• _STATED EXERCISE 1_: In the film review, why does the writer call Kruger an excellent choice for the role? Answer in one to three sentences.
• _STATED EXERCISE 2_: List every person named in the film review.

• _GIVEN PASSAGE_:
# # #
Casting was vital. Director Bourguignon wanted Steve McQueen, but after THE MAGNIFICENT SEVEN and THE GREAT ESCAPE, that possibility was highly unlikely, plus it almost certainly would have led to personality clashes that the director was lucky to have avoided. Kruger has some of what McQueen would have contributed, so he’s an excellent choice.

But the heart of the piece is Patricia Gozzi, a phenomenal morsel for the camera’s contemplative appetite. She’s lovely to look at, expressive, sensual, mature, gets her lines right whether by cajolery or natural smarts. And most provocative of all, she’s the sexual motivator in the relationship that develops between them. True, she’s too young to understand the full extent of what she’s doing, but clearly (and luckily for her) he’s the child in the mix, and she’s the sexually clueless adult. He never expresses any untoward impulses in response to her romantic come-ons. But the concern about pedophilia exists as an undercurrent. It is the ticking time bomb between the frames. We wait anxiously, just below the narrative surface, for something to go tragically amiss, and in fact it finally does, though not in the form of a sexual liaison between these two innocents.
# # #
• _DATA EXCERPT_:
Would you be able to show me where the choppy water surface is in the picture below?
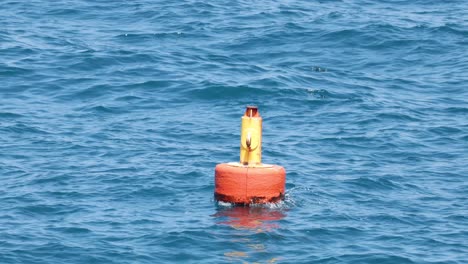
[0,0,468,263]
# # #
• _CORRECT RESPONSE 1_: The director wanted Steve McQueen, but casting him was highly unlikely. The writer calls Kruger an excellent choice because he has some of what McQueen would have brought to the role.

• _CORRECT RESPONSE 2_:
- Bourguignon
- Steve McQueen
- Kruger
- Patricia Gozzi